◆ WORK REQUIRED ◆
Give the records below again, word for word. No pictures belong in the copy.

Collected data entries:
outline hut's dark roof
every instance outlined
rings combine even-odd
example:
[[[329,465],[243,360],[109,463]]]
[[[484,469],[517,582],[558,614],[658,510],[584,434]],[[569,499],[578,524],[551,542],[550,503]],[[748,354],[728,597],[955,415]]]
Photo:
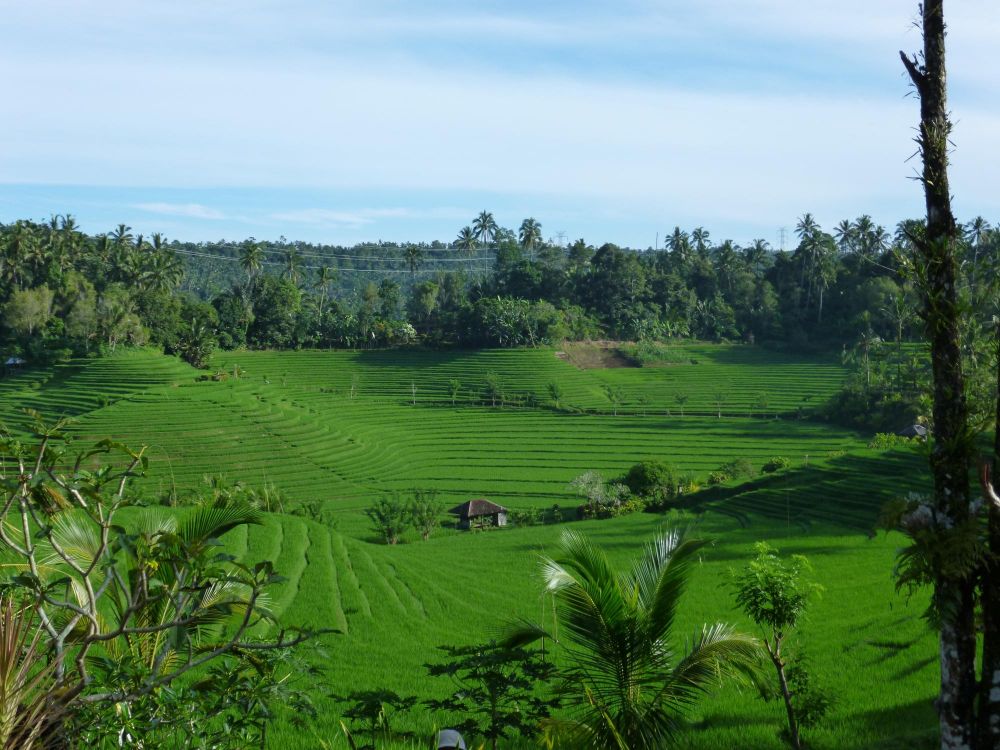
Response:
[[[927,427],[925,427],[922,424],[911,424],[911,425],[908,425],[908,426],[904,427],[903,429],[901,429],[896,434],[899,435],[900,437],[908,437],[908,438],[919,437],[919,438],[925,438],[925,437],[927,437]]]
[[[475,500],[456,505],[448,512],[462,518],[475,518],[476,516],[492,516],[494,513],[506,513],[507,509],[502,505],[491,503],[485,497],[478,497]]]

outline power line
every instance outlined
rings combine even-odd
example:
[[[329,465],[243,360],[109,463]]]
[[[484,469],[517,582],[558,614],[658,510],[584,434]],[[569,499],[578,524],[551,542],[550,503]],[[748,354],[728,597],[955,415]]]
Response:
[[[188,255],[188,256],[192,256],[192,257],[196,257],[196,258],[210,258],[211,260],[228,260],[228,261],[230,261],[232,263],[239,263],[240,262],[239,258],[233,258],[233,257],[230,257],[228,255],[214,255],[212,253],[198,253],[198,252],[195,252],[193,250],[180,250],[180,249],[173,249],[173,252],[178,253],[179,255]],[[371,259],[369,258],[368,260],[371,260]],[[284,268],[285,267],[284,263],[276,263],[276,262],[270,261],[270,260],[261,261],[261,265],[264,265],[264,266],[276,266],[278,268]],[[323,266],[299,266],[298,268],[301,269],[301,270],[318,271],[321,268],[323,268]],[[336,268],[334,270],[337,271],[338,273],[343,272],[343,271],[357,271],[358,273],[437,273],[441,269],[438,269],[438,268],[418,268],[418,269],[416,269],[413,272],[411,272],[410,270],[405,269],[405,268],[403,268],[403,269],[400,269],[400,268]],[[489,271],[489,267],[488,266],[483,266],[483,267],[480,267],[480,268],[469,268],[467,270],[470,270],[470,271],[483,271],[483,272],[485,272],[485,271]]]
[[[235,246],[233,246],[233,247],[235,248]],[[181,251],[178,249],[177,252],[181,252]],[[190,252],[194,252],[194,251],[192,251],[192,250],[186,250],[184,252],[189,252],[190,253]],[[261,252],[263,252],[265,255],[266,254],[277,255],[277,254],[281,254],[281,253],[284,253],[284,252],[287,252],[287,251],[285,251],[285,250],[266,249],[266,248],[262,247],[261,248]],[[333,259],[333,260],[369,260],[369,261],[385,261],[385,262],[402,260],[401,258],[393,258],[393,257],[389,257],[389,256],[378,257],[378,256],[371,256],[371,255],[339,255],[339,254],[330,254],[330,253],[303,253],[303,252],[299,252],[297,250],[295,252],[301,258],[323,258],[323,259],[329,258],[329,259]],[[434,251],[431,251],[431,252],[434,252]],[[434,258],[433,260],[434,260],[435,263],[466,263],[466,262],[468,262],[470,260],[472,260],[472,261],[493,260],[493,256],[492,255],[481,255],[481,256],[469,256],[468,258]]]

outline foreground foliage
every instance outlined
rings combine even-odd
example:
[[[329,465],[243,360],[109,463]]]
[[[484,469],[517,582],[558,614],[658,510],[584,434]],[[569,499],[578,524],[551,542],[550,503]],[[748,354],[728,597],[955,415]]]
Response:
[[[759,665],[756,640],[722,623],[705,625],[684,648],[673,624],[691,565],[707,542],[661,533],[630,571],[619,572],[586,537],[567,531],[544,562],[567,663],[560,686],[569,712],[544,723],[568,747],[662,748],[698,697]],[[553,635],[526,625],[513,644]]]
[[[13,703],[17,716],[4,720],[4,731],[30,728],[46,741],[154,742],[172,714],[164,707],[182,705],[188,720],[204,719],[193,730],[198,737],[243,701],[236,715],[250,725],[240,742],[259,738],[266,698],[244,701],[241,675],[252,669],[261,679],[248,690],[266,691],[281,678],[273,675],[276,662],[272,678],[263,677],[264,654],[307,635],[256,637],[270,621],[265,591],[281,579],[270,562],[248,566],[220,554],[219,537],[259,523],[258,512],[238,505],[181,516],[127,511],[144,449],[102,441],[74,453],[64,428],[36,419],[32,440],[0,441],[2,584],[20,602],[22,620],[5,626],[4,637],[21,643],[24,660],[11,666],[18,649],[8,648],[6,715]],[[24,618],[37,621],[26,645]],[[32,695],[43,688],[43,698]],[[43,708],[33,708],[37,700]]]

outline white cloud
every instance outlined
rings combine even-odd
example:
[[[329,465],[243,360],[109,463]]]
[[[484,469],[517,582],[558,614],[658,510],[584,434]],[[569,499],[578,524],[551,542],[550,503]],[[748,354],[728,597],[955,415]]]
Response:
[[[982,212],[996,214],[1000,99],[992,93],[1000,91],[981,64],[1000,35],[993,2],[950,9],[949,44],[950,80],[959,92],[951,101],[953,187],[959,201],[975,195]],[[677,221],[698,215],[771,225],[804,210],[834,219],[880,211],[898,218],[921,208],[919,190],[905,179],[917,104],[904,98],[896,57],[900,48],[919,46],[910,27],[915,0],[704,0],[683,7],[640,0],[625,4],[620,18],[588,4],[561,14],[452,5],[406,15],[398,3],[151,0],[105,10],[95,3],[81,18],[72,3],[53,9],[51,0],[39,0],[53,12],[34,10],[35,3],[12,11],[16,28],[37,22],[37,35],[12,33],[13,45],[26,46],[0,50],[9,73],[0,110],[17,106],[16,113],[0,111],[0,182],[385,189],[402,191],[404,205],[425,190],[451,191],[443,200],[453,202],[469,191],[493,191],[524,196],[525,205],[539,194],[559,196],[562,205],[578,197],[591,215],[597,206],[608,216],[641,209]],[[444,16],[449,20],[439,23]],[[51,18],[63,23],[50,28]],[[750,58],[719,73],[711,89],[677,74],[662,81],[602,76],[605,46],[655,49],[650,37],[665,30],[709,39],[709,49],[738,42],[742,50],[744,38],[755,37],[814,59],[808,70],[782,66],[781,75],[799,76],[799,83],[781,88],[767,84],[766,70],[749,87],[723,78],[753,71]],[[327,31],[345,44],[322,43]],[[503,59],[474,54],[461,66],[428,62],[414,43],[450,35],[456,46],[474,49],[476,38],[491,34],[550,51],[575,44],[575,53],[587,54],[578,54],[578,68],[565,65],[557,74],[544,66],[505,69]],[[370,41],[377,51],[351,40]],[[49,53],[29,55],[32,44],[49,45]],[[137,46],[149,54],[136,56]],[[854,75],[874,71],[860,81],[863,95],[838,78],[837,61],[848,58]],[[109,108],[109,101],[123,106]],[[303,207],[234,212],[349,229],[434,218],[412,209],[290,205]],[[140,208],[223,218],[201,203]],[[440,211],[437,218],[467,220],[467,211]]]
[[[270,215],[270,219],[292,224],[314,224],[331,228],[357,229],[375,224],[384,219],[459,219],[468,211],[457,208],[360,208],[329,209],[302,208],[280,211]]]
[[[226,215],[221,211],[209,208],[200,203],[137,203],[134,208],[138,208],[140,211],[147,211],[151,214],[181,216],[187,219],[218,221],[226,218]]]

◆ WRITTEN RESPONSE ◆
outline hut's dark roof
every instance outlined
rings combine even-odd
example:
[[[329,465],[243,360],[109,463]]]
[[[484,469],[517,582],[558,614],[658,510],[584,434]],[[569,499],[578,524],[551,542],[550,503]],[[748,354],[728,597],[955,415]]]
Photo:
Response:
[[[927,427],[925,427],[922,424],[911,424],[911,425],[908,425],[908,426],[904,427],[903,429],[901,429],[896,434],[899,435],[900,437],[908,437],[908,438],[919,437],[919,438],[925,438],[925,437],[927,437]]]
[[[475,500],[456,505],[448,512],[462,518],[475,518],[476,516],[492,516],[494,513],[506,513],[507,509],[502,505],[491,503],[485,497],[478,497]]]

outline power line
every instance outlined
rings combine even-odd
example:
[[[329,465],[243,360],[109,463]]]
[[[484,469],[517,582],[558,614],[658,510],[584,434]],[[569,499],[578,524],[551,542],[550,503]],[[748,354],[728,597],[955,415]]]
Response:
[[[188,255],[188,256],[192,256],[192,257],[196,257],[196,258],[210,258],[211,260],[228,260],[228,261],[230,261],[232,263],[239,263],[240,262],[239,258],[233,258],[233,257],[230,257],[228,255],[214,255],[212,253],[198,253],[198,252],[195,252],[193,250],[180,250],[180,249],[173,249],[173,252],[178,253],[179,255]],[[371,259],[369,258],[368,260],[371,260]],[[284,268],[285,267],[284,263],[276,263],[276,262],[270,261],[270,260],[261,261],[261,265],[264,265],[264,266],[276,266],[278,268]],[[323,266],[299,266],[298,268],[301,269],[301,270],[318,271],[321,268],[323,268]],[[336,268],[334,270],[337,271],[338,273],[343,272],[343,271],[357,271],[358,273],[437,273],[441,269],[438,269],[438,268],[418,268],[418,269],[416,269],[413,272],[411,272],[410,270],[405,269],[405,268],[403,268],[403,269],[400,269],[400,268]],[[489,271],[489,267],[488,266],[483,266],[483,267],[480,267],[480,268],[469,268],[467,270],[470,270],[470,271],[483,271],[483,272],[485,272],[485,271]]]
[[[235,246],[233,246],[233,247],[235,248]],[[181,251],[178,249],[177,252],[181,252]],[[190,252],[194,252],[194,251],[192,251],[192,250],[186,250],[184,252],[189,252],[190,253]],[[261,252],[263,252],[265,255],[266,254],[277,255],[277,254],[281,254],[281,253],[284,253],[284,252],[287,252],[287,251],[285,251],[285,250],[266,249],[266,248],[262,247],[261,248]],[[333,259],[333,260],[369,260],[369,261],[385,261],[385,262],[402,260],[401,258],[393,258],[393,257],[389,257],[389,256],[378,257],[378,256],[371,256],[371,255],[339,255],[339,254],[330,254],[330,253],[303,253],[303,252],[299,252],[297,250],[295,252],[301,258],[323,258],[323,259],[329,258],[329,259]],[[434,251],[431,251],[431,252],[434,252]],[[434,258],[433,260],[434,260],[435,263],[466,263],[466,262],[468,262],[470,260],[472,260],[472,261],[493,260],[493,256],[492,255],[481,255],[481,256],[469,256],[468,258]]]

outline foreground foliage
every instance outlined
rings combine even-odd
example:
[[[329,465],[243,360],[109,463]]]
[[[484,469],[517,582],[558,614],[658,510],[584,434]],[[569,499],[578,524],[551,542],[550,503]],[[748,354],[728,597],[955,415]]]
Response:
[[[759,665],[756,640],[722,623],[705,625],[684,648],[673,624],[691,565],[707,542],[661,533],[630,571],[619,572],[586,537],[567,531],[544,562],[567,663],[560,686],[569,712],[544,723],[568,747],[662,748],[698,697]],[[553,635],[526,625],[513,644]]]
[[[13,703],[17,716],[4,720],[4,731],[30,728],[46,741],[154,742],[172,714],[164,707],[182,705],[188,720],[204,719],[193,730],[198,737],[243,701],[236,715],[250,725],[240,742],[259,738],[266,698],[244,701],[241,675],[252,669],[261,679],[248,690],[266,691],[281,678],[273,675],[276,662],[272,678],[263,677],[264,654],[307,635],[256,637],[270,621],[265,591],[281,579],[270,562],[248,566],[220,554],[219,537],[259,523],[258,512],[238,505],[181,516],[127,511],[144,449],[102,441],[74,453],[64,428],[36,419],[32,440],[0,441],[2,584],[20,602],[22,620],[5,626],[4,637],[21,643],[24,660],[11,666],[18,649],[8,648],[6,715]],[[24,618],[37,621],[26,645]],[[32,695],[43,688],[43,698]],[[43,708],[33,708],[37,700]]]

outline white cloud
every instance outlined
rings combine even-odd
example:
[[[329,465],[243,360],[109,463]]]
[[[484,469],[517,582],[558,614],[658,510],[584,434]],[[569,499],[578,524],[551,542],[550,503]],[[748,354],[728,597],[955,415]]]
Response:
[[[982,212],[996,214],[1000,99],[992,93],[1000,91],[981,64],[1000,35],[993,2],[950,9],[949,44],[950,80],[959,92],[951,101],[953,187],[959,201],[975,195]],[[677,221],[698,215],[771,225],[804,210],[834,219],[880,211],[898,218],[921,208],[919,190],[905,179],[917,104],[904,98],[896,57],[900,48],[919,46],[910,27],[915,0],[704,0],[683,7],[640,0],[625,4],[620,18],[588,4],[561,14],[452,5],[406,15],[398,3],[151,0],[105,10],[95,3],[81,18],[72,3],[53,9],[51,0],[39,0],[53,12],[34,10],[35,3],[12,11],[16,28],[37,22],[37,35],[12,33],[13,45],[26,46],[0,50],[9,73],[0,110],[17,106],[16,113],[0,111],[0,182],[385,189],[402,191],[404,205],[425,190],[451,191],[443,200],[453,202],[469,191],[493,191],[524,196],[525,205],[539,194],[559,196],[562,205],[578,197],[591,215],[597,206],[608,216],[641,209]],[[444,16],[449,20],[439,23]],[[51,18],[63,23],[50,28]],[[750,58],[719,73],[711,89],[677,74],[662,81],[602,76],[605,46],[655,49],[650,37],[665,30],[709,39],[709,49],[738,42],[742,50],[744,38],[755,37],[814,59],[808,70],[782,66],[781,75],[799,76],[799,83],[781,88],[767,84],[766,70],[749,87],[723,78],[753,71]],[[327,31],[345,44],[322,43]],[[503,59],[474,54],[461,66],[428,62],[414,43],[450,35],[456,46],[474,49],[476,38],[491,34],[550,51],[575,44],[575,53],[587,54],[578,54],[578,68],[565,65],[557,74],[544,66],[505,69]],[[370,41],[377,51],[351,40]],[[49,53],[29,55],[32,44],[49,45]],[[137,46],[149,54],[136,56]],[[854,75],[874,71],[860,81],[863,95],[838,78],[837,61],[848,58]],[[109,108],[109,101],[123,106]],[[303,207],[234,212],[349,229],[434,218],[412,209],[290,205]],[[140,208],[223,218],[201,203]],[[440,211],[437,218],[467,220],[467,211]]]
[[[270,215],[270,219],[292,224],[314,224],[331,228],[357,229],[375,224],[384,219],[459,219],[468,211],[457,208],[360,208],[329,209],[302,208],[280,211]]]
[[[226,215],[221,211],[209,208],[200,203],[137,203],[134,208],[138,208],[140,211],[147,211],[151,214],[181,216],[187,219],[218,221],[226,218]]]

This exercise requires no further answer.